**What you will do:** Reproduce the records below exactly, but only between the lines holding "Query: grey beak" and "written like <point>77,222</point>.", inclusive.

(Records from a data source)
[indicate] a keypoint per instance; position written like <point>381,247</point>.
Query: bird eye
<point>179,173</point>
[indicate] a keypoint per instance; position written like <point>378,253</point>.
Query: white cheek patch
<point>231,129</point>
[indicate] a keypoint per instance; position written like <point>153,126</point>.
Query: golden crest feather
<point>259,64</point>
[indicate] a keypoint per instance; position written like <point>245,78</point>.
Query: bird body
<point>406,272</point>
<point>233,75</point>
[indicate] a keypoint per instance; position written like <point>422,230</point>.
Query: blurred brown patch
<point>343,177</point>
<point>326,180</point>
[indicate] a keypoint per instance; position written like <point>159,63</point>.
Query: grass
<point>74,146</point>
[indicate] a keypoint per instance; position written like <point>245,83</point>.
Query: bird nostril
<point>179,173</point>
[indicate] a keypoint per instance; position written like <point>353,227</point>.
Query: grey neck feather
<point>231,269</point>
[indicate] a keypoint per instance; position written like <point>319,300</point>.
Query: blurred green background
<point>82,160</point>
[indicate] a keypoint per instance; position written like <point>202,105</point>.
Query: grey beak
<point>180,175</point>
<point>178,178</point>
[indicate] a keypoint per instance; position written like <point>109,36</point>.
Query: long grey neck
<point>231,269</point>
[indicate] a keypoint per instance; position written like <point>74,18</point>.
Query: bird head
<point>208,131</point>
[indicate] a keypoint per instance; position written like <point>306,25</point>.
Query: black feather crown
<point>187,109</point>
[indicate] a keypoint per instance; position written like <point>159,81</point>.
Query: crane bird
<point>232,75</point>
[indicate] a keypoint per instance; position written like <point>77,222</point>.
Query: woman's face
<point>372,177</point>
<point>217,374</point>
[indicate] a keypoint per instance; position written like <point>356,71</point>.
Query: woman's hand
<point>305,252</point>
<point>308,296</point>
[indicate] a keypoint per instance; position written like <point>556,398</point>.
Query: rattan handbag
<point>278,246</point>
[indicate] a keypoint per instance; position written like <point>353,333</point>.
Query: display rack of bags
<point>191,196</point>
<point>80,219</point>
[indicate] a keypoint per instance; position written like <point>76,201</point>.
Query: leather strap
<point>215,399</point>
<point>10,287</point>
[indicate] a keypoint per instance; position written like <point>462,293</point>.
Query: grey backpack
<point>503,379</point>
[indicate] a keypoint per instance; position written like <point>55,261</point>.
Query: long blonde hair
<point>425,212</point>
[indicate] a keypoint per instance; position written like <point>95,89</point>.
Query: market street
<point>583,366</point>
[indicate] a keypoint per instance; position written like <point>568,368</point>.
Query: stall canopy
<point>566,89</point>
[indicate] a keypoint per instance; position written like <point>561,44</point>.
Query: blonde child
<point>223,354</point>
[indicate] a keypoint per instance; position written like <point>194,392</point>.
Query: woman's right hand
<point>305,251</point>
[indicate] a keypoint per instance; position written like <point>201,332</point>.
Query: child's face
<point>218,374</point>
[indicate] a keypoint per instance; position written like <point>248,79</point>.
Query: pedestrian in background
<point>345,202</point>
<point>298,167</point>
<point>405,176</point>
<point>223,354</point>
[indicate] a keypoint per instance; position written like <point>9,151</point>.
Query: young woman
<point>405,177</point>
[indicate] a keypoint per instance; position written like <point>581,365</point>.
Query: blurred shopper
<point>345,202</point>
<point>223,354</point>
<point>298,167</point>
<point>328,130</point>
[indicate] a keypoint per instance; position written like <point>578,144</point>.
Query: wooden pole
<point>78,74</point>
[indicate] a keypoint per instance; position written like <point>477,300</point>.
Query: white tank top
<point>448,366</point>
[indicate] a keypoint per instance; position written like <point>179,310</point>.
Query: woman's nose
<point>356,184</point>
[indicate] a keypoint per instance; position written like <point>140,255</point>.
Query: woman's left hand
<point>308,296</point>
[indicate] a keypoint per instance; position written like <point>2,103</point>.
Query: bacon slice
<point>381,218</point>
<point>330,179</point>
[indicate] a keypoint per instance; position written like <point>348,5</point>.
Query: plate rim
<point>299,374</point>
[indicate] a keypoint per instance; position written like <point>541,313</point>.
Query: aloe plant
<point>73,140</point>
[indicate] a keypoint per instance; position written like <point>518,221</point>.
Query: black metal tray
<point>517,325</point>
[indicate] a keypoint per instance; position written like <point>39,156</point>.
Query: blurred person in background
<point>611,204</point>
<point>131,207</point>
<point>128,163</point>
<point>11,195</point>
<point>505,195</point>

**Answer section:**
Query: grey beak
<point>180,175</point>
<point>178,178</point>
[indicate] a keypoint per instance; position written like <point>109,36</point>.
Query: long grey neck
<point>231,269</point>
[indicate] a keypoint per instance; position written like <point>74,18</point>.
Query: bird head
<point>208,131</point>
[indicate] a keypoint per instance; position written like <point>306,25</point>.
Query: black feather crown
<point>187,109</point>
[indicate] a keypoint per instance; position written like <point>159,81</point>.
Query: crane bird
<point>232,75</point>
[indicate] a keypoint per instance; position written like <point>77,222</point>.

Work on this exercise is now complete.